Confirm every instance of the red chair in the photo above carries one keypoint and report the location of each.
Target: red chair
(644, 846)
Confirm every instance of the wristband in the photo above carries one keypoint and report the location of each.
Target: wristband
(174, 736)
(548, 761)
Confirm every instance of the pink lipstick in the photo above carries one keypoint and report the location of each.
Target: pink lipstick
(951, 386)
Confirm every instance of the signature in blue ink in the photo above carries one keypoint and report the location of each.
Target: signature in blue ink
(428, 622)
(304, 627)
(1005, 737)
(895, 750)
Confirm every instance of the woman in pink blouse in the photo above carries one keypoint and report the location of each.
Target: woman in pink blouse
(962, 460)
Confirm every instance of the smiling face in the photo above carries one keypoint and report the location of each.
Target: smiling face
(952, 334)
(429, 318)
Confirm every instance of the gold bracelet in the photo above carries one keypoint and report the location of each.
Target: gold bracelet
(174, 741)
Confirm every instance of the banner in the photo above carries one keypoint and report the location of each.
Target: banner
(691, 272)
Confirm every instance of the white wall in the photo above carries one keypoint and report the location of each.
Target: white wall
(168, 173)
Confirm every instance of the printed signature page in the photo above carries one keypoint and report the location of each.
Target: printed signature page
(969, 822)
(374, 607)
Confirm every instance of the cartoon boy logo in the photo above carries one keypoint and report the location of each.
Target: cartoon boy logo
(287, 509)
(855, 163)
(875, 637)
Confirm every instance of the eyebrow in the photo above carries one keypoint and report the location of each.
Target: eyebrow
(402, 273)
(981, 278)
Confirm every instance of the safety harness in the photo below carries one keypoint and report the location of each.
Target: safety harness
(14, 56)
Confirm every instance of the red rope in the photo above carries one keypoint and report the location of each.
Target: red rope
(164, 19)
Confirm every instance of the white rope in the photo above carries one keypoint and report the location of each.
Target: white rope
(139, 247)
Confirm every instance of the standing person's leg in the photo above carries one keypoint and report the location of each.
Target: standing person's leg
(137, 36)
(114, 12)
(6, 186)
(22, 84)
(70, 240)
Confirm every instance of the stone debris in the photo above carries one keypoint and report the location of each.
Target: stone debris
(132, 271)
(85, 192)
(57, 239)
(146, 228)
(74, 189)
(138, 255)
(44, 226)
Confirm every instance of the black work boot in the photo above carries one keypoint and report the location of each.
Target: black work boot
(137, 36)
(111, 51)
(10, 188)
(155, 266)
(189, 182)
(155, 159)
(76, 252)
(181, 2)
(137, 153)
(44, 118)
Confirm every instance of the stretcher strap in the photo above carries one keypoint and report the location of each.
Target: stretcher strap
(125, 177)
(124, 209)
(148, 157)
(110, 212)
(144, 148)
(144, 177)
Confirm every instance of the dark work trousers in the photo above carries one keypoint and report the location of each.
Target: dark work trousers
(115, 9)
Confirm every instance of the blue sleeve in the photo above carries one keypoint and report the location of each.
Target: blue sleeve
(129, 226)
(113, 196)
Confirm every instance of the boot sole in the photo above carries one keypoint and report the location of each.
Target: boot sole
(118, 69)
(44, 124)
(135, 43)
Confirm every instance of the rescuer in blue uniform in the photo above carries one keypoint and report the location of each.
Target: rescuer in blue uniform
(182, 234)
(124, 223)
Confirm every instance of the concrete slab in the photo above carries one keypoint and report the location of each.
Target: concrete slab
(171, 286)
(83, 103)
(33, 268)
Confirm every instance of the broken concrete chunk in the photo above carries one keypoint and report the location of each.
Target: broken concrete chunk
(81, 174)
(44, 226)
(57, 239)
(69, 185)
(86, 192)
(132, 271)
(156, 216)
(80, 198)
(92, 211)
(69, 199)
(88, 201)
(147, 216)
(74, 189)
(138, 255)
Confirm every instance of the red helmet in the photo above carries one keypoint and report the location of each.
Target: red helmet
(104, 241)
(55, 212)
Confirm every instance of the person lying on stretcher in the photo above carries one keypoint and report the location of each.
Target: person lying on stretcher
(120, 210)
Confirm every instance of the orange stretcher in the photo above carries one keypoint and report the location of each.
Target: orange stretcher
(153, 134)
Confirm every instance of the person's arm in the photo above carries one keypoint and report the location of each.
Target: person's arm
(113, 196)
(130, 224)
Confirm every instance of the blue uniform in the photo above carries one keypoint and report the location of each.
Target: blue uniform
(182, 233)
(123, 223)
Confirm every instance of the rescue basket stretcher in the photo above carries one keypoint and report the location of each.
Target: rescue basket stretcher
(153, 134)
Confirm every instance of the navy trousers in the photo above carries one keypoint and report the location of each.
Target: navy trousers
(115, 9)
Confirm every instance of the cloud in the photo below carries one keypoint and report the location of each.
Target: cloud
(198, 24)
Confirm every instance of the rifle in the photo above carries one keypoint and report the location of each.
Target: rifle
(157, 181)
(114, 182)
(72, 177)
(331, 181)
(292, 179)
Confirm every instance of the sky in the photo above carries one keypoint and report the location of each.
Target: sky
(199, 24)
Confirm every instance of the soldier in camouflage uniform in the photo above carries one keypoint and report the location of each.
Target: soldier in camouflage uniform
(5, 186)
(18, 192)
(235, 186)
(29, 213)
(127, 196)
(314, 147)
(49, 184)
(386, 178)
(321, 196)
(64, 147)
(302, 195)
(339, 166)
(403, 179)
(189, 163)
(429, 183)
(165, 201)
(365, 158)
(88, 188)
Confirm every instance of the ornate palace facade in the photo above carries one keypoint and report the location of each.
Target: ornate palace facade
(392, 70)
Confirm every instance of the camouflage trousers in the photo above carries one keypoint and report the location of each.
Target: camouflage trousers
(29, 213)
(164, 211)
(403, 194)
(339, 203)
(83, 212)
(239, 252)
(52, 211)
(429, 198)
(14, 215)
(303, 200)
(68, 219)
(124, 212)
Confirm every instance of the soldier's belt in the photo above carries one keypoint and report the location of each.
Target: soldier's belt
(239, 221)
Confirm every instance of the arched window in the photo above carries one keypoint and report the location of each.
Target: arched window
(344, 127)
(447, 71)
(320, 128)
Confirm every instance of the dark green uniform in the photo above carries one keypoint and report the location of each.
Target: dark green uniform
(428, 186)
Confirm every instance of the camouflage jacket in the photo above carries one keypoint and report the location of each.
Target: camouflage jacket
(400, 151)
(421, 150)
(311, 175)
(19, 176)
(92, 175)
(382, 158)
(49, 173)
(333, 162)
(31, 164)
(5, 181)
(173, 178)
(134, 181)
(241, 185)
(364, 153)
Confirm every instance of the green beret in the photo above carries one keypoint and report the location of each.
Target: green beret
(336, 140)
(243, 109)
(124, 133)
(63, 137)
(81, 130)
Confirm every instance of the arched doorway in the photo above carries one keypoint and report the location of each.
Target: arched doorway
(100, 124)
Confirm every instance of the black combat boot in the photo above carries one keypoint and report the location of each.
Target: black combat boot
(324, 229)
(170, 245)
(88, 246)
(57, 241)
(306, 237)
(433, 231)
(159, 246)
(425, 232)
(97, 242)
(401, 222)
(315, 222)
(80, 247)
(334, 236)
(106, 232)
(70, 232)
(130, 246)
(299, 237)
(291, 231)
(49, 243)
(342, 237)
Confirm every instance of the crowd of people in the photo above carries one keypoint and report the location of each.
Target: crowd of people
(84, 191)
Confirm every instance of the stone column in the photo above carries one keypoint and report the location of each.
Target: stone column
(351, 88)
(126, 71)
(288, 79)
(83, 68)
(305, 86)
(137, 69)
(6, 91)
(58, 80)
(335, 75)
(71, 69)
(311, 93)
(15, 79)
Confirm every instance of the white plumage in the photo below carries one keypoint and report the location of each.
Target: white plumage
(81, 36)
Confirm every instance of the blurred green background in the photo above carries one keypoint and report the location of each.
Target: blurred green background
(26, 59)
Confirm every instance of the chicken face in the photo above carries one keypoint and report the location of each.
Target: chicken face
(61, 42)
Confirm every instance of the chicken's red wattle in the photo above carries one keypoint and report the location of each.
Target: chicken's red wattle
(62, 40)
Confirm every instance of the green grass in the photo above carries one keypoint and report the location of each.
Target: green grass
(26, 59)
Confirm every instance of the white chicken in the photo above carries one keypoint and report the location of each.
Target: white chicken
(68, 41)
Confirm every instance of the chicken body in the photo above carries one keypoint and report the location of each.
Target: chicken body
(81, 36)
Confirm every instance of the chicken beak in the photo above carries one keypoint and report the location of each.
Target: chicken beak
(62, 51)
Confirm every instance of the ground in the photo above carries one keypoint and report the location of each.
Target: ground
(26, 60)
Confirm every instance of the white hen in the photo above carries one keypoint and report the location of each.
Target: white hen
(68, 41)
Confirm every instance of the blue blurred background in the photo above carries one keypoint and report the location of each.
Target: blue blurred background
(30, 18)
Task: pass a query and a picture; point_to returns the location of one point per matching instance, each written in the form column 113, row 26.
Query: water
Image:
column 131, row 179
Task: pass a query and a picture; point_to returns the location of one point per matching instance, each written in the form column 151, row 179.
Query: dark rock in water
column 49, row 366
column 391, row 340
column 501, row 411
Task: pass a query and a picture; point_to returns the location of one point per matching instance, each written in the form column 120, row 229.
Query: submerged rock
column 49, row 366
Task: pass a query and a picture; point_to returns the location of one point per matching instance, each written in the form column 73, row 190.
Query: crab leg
• • •
### Problem details
Lines with the string "picture": pick each one out of the material and return it.

### Solution to this problem
Task: pass a query and a picture; point_to returns the location of one point per matching instance, each written in the form column 113, row 26.
Task: pass a query and a picture; point_to returns the location of one point per matching instance, each written in the form column 151, row 179.
Task: pass a query and a picture; point_to returns the location of one point per matching instance, each written in the form column 120, row 229.
Task: pass a query and a picture; point_to returns the location of one point per matching instance, each written in the form column 73, row 190.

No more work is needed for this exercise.